What stings but isn’t caused by a Bee? Unfortunately it’s not any other insect bite either! In heavy contact sports a shoulder “stinger”, as they’re frequently referred too, are pretty common injuries… What’s a shoulder stinger you ask yourself?
A “stinger” (aka a burner) is defined by the stinging or burning pain that radiates down from the shoulder to the hand. It’s caused by an injury to the nerve supply of the upper arm either at the neck or the shoulder.
If you can imagine your nervous system as a tree, when there’s a large force acting on this tree at the trunk (neck) or one of its many branches (in the shoulder) you can experience altered or reduced sensations and movement further down the branches to the leaves (hand and fingers).

**Information shown:**
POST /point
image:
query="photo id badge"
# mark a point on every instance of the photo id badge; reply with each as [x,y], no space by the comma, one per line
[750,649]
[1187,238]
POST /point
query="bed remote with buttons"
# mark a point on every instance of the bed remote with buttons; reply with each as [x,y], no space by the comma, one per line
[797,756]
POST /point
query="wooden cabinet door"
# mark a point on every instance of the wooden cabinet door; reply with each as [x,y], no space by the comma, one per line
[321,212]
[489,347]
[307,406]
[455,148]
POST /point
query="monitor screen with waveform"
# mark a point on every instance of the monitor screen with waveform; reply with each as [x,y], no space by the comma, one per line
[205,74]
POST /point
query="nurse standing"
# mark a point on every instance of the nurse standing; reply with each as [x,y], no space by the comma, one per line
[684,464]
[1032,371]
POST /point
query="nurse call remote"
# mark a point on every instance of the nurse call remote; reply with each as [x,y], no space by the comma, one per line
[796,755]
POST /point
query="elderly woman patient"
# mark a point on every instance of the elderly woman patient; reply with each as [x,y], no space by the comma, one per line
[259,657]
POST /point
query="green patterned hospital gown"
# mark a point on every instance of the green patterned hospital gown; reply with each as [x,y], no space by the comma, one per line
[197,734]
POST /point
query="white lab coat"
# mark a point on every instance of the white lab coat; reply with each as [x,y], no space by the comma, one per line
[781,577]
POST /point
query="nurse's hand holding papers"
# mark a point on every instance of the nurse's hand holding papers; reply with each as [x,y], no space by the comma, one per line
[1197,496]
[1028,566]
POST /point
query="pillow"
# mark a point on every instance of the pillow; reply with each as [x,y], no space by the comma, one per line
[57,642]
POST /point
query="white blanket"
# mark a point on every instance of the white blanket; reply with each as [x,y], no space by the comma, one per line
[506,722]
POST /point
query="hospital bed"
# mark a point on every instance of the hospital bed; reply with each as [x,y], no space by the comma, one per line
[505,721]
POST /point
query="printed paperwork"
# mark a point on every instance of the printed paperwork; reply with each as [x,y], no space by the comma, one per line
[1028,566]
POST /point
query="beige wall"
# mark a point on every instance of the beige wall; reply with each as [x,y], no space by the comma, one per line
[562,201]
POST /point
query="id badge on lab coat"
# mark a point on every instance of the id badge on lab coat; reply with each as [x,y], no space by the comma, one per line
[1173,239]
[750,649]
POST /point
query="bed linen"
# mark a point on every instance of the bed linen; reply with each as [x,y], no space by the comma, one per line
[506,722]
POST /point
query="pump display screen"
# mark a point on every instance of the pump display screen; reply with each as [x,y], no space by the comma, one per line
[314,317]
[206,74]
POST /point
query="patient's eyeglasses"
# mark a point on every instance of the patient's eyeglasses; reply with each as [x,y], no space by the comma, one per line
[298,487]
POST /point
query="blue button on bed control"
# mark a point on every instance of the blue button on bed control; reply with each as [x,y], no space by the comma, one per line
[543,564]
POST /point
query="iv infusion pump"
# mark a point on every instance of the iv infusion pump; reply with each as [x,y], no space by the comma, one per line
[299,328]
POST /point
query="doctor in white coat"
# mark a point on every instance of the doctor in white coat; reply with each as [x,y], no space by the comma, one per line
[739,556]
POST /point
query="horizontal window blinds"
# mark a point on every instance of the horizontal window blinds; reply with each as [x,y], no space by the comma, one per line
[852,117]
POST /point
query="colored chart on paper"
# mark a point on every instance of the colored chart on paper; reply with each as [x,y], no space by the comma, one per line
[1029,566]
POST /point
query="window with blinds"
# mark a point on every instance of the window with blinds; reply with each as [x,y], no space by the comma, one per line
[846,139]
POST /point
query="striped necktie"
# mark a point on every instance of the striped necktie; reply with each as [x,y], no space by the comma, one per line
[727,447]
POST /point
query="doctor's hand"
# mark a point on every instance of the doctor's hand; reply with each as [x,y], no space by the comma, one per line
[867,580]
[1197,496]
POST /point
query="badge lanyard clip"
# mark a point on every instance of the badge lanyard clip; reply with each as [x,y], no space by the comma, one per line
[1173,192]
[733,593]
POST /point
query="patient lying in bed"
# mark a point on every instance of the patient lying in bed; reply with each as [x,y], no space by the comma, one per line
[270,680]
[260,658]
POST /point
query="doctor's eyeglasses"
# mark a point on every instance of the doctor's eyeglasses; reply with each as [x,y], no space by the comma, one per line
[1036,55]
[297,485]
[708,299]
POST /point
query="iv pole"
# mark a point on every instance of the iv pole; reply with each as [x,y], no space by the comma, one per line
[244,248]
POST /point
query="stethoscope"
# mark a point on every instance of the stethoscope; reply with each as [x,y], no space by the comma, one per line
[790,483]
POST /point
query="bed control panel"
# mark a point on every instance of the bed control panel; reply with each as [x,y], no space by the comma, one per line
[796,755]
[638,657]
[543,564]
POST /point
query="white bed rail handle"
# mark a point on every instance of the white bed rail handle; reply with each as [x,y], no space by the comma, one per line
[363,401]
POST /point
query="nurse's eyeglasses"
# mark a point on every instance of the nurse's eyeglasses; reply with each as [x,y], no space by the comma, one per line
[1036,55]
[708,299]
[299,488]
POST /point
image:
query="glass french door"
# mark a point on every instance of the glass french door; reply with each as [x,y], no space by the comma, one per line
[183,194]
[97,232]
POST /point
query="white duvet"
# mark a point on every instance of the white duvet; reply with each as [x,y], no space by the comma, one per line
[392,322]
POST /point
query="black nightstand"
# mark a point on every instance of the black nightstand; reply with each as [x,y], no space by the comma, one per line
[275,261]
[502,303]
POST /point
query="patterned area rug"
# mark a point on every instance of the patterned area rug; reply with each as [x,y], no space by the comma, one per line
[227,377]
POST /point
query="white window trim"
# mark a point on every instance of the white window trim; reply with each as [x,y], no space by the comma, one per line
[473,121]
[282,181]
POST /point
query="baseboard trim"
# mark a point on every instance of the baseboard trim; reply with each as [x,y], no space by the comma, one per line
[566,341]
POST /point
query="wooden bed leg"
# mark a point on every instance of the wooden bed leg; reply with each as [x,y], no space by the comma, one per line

**Problem details:**
Print the passage above about shoulder stingers in full, word for word, keeping its original spelling and punctuation.

**Output of the exercise:**
What stings but isn’t caused by a Bee? Unfortunately it’s not any other insect bite either! In heavy contact sports a shoulder “stinger”, as they’re frequently referred too, are pretty common injuries… What’s a shoulder stinger you ask yourself?
A “stinger” (aka a burner) is defined by the stinging or burning pain that radiates down from the shoulder to the hand. It’s caused by an injury to the nerve supply of the upper arm either at the neck or the shoulder.
If you can imagine your nervous system as a tree, when there’s a large force acting on this tree at the trunk (neck) or one of its many branches (in the shoulder) you can experience altered or reduced sensations and movement further down the branches to the leaves (hand and fingers).